> [Excerto do documento]:
◇ ◇ ◇ ◇ ◇ ◇ ◇

1. Notas iniciais
Os comerciantes, no exercício e por causa da sua actividade, procedem à aquisição de bens e serviços, chegando muitas vezes a contrair dívidas. A questão que se coloca é a de saber se em caso de incumprimento de um comerciante casado no regime de comunhão de adquiridos, tal dívida deve ser considerada comunicável ao outro cônjuge porque feita em proveito comum do casal? Se se quiser, pode-se perguntar se o cônjuge do comerciante pode ser demandado?
Antes mesmo da resposta é necessário uma caracterização, ainda que breve, do regime de comunhão de adquiridos.
2. Breve caracterização do regime de comunhão de adquiridos
O regime de comunhão de adquiridos caracteriza-se pelo facto de todos os bens adquiridos a título oneroso na constância do casamento, bem como os salários, pensões, frutos e quaisquer outros rendimentos regulares recebidos por qualquer um dos cônjuges durante a constância do casamento serem bens comuns do casal (artigo 51º do Código da Família).
Já no tocante às dívidas, nos termos do artigo 61º, nº 1 do Código da Família, os cônjuges são solidariamente responsáveis pelas dívidas contraídas por ambos ou por um deles para ocorrer aos encargos gerais da vida familiar ou em proveito comum do casal.
Dívidas contraídas para ocorrer aos encargos gerais/normais da vida familiar são as realizadas para suprir as necessidades básicas ou essenciais do lar, atendendo sempre ao padrão de vida dos cônjuges, quais sejam o mobiliário, formação dos filhos, cuidados de saúde, alimentação, entre outras.
Já as dívidas contraídas em proveito comum do casal são aquelas que, resultando de uma actividade económica lato sensu, são capazes de gerar lucro do qual beneficiará a família. Note-se que não é necessário que o lucro ocorra como tal, bastando a possibilidade de o mesmo se verificar.
São exemplos dessas últimas as dívidas resultantes de mútuo (empréstimo) bancário feito para a compra, montagem e/ou apetrechamento de um estabelecimento comercial (um restaurante, um loja de conveniência, por exemplo).
3. Qual a natureza das dívidas do comerciante casado no regime de comunhão de adquiridos?
Voltando a questão, cumpre inicialmente aferir a natureza da dívida do cônjuge comerciante, ou, dito de outro modo, se se deve considerar feita para ocorrer aos encargos normais da vida familiar ou se em proveito comum do casal.
Entende-se que tal dívida apenas pode ser qualificada como em proveito comum do casal, em função do sobredito quanto ao conceito de cada uma delas (ver ponto 2).
Com efeito, no exercício do comércio existe, em princípio, a possibilidade de lucrar; e esse lucro, via de regra, beneficia aos membros da família, pelo que, se o cônjuge do comerciante usufrui do lucro (caso exista), deve também arcar com as dívidas (Ubi commoda, ibi incommoda). Portanto, as dívidas do cônjuge comerciante são em proveito comum do casal e, em condições normais, devem-se considerar extensíveis ao outro cônjuge. É este o sentido normal de justiça.

◇ ◇ ◇ ◇ ◇ ◇ ◇

> [Linhas de dados]:
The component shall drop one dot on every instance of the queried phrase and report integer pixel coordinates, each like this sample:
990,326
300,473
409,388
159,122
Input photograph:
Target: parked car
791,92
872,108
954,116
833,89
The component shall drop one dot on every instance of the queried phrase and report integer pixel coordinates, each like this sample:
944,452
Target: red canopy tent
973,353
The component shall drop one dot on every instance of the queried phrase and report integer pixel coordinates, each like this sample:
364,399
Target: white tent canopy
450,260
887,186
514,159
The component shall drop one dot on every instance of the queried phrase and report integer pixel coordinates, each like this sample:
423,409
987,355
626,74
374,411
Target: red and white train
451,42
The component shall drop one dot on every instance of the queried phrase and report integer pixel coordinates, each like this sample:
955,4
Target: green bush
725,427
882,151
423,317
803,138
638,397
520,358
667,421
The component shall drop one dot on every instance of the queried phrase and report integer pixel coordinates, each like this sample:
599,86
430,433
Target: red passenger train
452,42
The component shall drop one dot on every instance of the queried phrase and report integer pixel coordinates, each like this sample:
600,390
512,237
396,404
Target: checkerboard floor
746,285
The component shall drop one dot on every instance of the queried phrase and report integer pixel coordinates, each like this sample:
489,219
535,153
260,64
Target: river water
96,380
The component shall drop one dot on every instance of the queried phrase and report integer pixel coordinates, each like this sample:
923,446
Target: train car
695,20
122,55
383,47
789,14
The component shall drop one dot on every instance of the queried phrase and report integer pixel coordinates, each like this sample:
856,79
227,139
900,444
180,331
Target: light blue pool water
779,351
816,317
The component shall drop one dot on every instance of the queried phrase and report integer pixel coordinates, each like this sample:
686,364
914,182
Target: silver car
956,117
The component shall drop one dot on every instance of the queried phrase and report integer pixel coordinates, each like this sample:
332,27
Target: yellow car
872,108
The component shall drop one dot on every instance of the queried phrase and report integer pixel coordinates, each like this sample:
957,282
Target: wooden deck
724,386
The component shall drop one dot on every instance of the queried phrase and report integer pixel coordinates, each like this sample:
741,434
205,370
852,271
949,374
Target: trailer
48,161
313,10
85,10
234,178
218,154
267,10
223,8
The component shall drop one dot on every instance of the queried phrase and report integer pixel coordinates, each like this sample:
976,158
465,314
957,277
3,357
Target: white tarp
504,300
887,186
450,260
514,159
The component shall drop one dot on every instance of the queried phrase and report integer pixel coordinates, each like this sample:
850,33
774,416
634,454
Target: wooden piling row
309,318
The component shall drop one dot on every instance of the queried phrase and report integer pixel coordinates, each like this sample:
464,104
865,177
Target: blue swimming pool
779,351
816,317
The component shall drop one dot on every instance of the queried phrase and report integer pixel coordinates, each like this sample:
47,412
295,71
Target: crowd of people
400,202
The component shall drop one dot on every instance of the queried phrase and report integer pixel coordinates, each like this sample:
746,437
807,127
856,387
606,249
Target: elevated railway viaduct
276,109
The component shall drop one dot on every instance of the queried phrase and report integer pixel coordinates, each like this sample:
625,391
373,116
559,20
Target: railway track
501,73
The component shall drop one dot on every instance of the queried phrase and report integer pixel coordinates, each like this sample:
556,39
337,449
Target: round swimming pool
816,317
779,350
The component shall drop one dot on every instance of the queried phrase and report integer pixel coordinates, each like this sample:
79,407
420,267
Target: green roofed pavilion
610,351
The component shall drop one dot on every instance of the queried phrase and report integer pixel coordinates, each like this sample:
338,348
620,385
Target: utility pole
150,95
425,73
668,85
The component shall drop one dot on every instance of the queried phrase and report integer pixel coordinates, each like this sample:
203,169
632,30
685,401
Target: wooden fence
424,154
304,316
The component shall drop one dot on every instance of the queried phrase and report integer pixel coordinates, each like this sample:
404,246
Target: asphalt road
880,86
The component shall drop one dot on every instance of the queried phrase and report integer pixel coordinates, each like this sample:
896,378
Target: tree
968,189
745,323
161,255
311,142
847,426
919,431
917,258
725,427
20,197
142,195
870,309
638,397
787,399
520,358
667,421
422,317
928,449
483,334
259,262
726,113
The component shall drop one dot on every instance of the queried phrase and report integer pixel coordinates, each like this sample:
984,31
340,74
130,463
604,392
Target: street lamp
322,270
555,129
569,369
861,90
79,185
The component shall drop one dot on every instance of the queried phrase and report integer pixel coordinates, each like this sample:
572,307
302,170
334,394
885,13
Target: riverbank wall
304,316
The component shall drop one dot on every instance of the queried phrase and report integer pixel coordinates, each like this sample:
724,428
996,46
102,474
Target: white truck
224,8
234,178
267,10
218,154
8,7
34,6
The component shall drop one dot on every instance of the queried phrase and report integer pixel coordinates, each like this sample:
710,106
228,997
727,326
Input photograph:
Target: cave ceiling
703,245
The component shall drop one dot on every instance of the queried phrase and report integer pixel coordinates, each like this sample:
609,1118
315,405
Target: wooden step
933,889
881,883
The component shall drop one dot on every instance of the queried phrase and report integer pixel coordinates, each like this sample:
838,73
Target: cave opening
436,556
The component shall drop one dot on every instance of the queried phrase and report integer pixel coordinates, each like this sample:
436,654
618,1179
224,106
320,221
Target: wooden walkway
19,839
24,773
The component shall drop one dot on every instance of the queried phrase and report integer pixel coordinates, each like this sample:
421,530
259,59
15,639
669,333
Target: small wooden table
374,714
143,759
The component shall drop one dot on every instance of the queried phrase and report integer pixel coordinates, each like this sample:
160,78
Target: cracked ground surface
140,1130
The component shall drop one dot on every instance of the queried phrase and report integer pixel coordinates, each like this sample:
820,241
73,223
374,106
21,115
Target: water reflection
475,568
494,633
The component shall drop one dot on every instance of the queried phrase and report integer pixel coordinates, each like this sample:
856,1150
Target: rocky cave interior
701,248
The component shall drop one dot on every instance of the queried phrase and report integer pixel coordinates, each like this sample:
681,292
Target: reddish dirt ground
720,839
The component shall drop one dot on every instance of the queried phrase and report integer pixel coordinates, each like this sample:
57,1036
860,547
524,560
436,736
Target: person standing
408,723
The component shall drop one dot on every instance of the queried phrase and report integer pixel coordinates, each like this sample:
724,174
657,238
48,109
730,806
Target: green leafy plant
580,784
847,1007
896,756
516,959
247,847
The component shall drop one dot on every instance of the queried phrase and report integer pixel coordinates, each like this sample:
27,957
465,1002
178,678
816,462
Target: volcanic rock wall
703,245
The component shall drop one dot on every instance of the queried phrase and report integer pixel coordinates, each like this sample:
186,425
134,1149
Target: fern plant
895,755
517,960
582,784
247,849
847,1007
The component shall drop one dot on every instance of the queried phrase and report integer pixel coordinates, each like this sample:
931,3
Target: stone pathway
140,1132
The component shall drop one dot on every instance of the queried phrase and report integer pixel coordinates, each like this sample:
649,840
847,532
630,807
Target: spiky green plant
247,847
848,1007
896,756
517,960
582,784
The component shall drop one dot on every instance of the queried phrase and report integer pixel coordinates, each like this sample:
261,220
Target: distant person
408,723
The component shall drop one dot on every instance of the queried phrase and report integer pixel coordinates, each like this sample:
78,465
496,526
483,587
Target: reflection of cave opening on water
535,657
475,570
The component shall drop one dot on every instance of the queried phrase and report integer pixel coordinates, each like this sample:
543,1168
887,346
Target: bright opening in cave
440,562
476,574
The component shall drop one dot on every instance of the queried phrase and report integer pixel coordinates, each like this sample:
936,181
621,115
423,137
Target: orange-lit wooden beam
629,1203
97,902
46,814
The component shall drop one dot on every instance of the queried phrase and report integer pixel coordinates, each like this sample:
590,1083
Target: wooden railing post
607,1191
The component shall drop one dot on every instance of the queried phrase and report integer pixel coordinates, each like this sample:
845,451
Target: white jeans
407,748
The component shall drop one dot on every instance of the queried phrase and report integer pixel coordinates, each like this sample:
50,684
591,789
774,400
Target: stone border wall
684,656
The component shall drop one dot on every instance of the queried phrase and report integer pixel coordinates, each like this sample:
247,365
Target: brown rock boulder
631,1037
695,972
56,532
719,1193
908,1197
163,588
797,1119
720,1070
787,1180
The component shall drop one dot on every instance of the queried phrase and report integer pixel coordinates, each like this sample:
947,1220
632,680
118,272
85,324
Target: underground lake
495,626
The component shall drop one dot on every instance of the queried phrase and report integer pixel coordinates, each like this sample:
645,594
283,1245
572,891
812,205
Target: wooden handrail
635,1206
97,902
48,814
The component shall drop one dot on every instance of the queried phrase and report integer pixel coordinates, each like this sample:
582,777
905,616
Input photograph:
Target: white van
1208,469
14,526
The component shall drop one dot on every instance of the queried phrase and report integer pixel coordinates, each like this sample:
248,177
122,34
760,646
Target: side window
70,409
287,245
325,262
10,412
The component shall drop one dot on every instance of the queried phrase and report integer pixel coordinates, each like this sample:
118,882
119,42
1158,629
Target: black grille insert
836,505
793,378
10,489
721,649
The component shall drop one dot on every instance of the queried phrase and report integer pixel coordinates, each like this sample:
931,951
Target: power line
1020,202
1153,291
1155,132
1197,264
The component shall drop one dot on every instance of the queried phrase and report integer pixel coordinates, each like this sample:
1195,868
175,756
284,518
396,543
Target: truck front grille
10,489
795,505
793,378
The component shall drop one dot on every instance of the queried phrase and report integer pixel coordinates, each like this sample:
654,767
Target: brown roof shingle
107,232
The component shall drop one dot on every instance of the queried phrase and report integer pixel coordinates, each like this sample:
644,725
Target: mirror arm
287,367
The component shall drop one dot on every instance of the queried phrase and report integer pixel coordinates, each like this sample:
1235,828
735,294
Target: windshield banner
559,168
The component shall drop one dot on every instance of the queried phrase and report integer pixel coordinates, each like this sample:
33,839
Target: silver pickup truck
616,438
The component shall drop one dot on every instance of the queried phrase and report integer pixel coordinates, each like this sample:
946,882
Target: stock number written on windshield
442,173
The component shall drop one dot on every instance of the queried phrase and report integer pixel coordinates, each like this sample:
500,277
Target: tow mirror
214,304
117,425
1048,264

◇ ◇ ◇ ◇ ◇ ◇ ◇

> [Requisito A]: Reproduza o trecho do texto sobre as dívidas do comerciante casado, começando em "Dívidas contraídas para" e terminando em "alimentação, entre outras.".
> [Requisito B]: No texto sobre as dívidas do comerciante casado, qual disposição do Código da Família torna os cônjuges solidariamente responsáveis pelas dívidas contraídas em proveito comum do casal?
> [Requisito C]: Dê seguimento ao texto sobre as dívidas do comerciante casado no regime de comunhão de adquiridos, partindo da última frase apresentada.

> [Resposta escrita A]:
Dívidas contraídas para ocorrer aos encargos gerais/normais da vida familiar são as realizadas para suprir as necessidades básicas ou essenciais do lar, atendendo sempre ao padrão de vida dos cônjuges, quais sejam o mobiliário, formação dos filhos, cuidados de saúde, alimentação, entre outras.

> [Resposta escrita B]: O artigo 61º, nº 1 do Código da Família.

> [Resposta escrita C]:
4. Tratamento da questão da natureza das dívidas do comerciante casado segundo a legislação angolana vigente
Todavia, o Código da Família entende que o proveito comum do casal não se presume, existindo apenas nos nos casos em que a lei o declarar (conferir o artigo 61.º, n.º 3 do Código da Família). O curioso é que nenhuma outra lei faz tal declração, que seria a desejável pelos fundamentos apresentados acima. O Código Comercial, em particular, consagrou que as dívidas do comerciante presumem-se feitas no exercício do seu comércio (artigo 15º do Código Comercial).
Esta solução resultou da alteração ao Código Comercial feita pela Lei n.º 6/03, de 3 de Março, e é claramente diferente da redacção anterior (de 28 de Junho de 1888), em que se dispunha que "as dívidas provenientes de actos comerciais contraídas só pelo marido comerciante, sem outorga da mulher, presumir-se-ão aplicadas em proveito comu dos cônjuges" (conferir artigo 15.º do Código Comercial antes da sobredita alteração de 2003).
Perguntar-se-á qual o problema que tal dissonância poderá causar?
A resposta é simples: dificulta a concessão de crédito, por diminuir as garantias do credor, pois este terá de provar que certa dívida foi, de facto, feita em proveito comum do casal. Em termos práticos, o comerciante, para melhor garantir o seu crédito, exigirá que o cônjuge do comerciante se co-obrigue para que ele possa conceder o crédito, o que per se tornará a concessão do crédito burocrática; e existindo, por hipótese, algum problema ao nível familiar, não é difícil perceber-se que a recusa em se co-obrigar será um facto.
A solução ora vigente em Angola ao nível do Código Comercial (artigo 15.º) é idêntica a existente no direito português (artigo 15.º do Código Comercial português), tendo muito provavelmente aquela se inspirado nessa; todavia, no caso português a solução do Código Comercial está em perfeita sintonia com o disposto no artigo 1691.º, nº 1, al. d) do Código Civil, que dispõe são da responsabilidade de ambos os cônjuges …. d) As dívidas contraídas por qualquer dos cônjuges no exercício do coméricio, salvo se a) se provar que não foram contraídas em proveito comum do casal, ou b) se vigorar entre eles o regime de separação de bens;
Com efeito, no ordenamento português as dívidas do cônjuge comerciantes são, em princípio, comunicáveis ao seu cônjuge (solução desejável), enquanto no ordenamento jurídico angolano a solução é diametralmente oposta, sendo qualificadas como dívidas próprias ou da exclusiva responsabilidade do cônjuge comerciante, não podendo o cônjuge do comerciante ser demandado pela dívida contraída pelo seu cônjuge e no exercício do seu comércio.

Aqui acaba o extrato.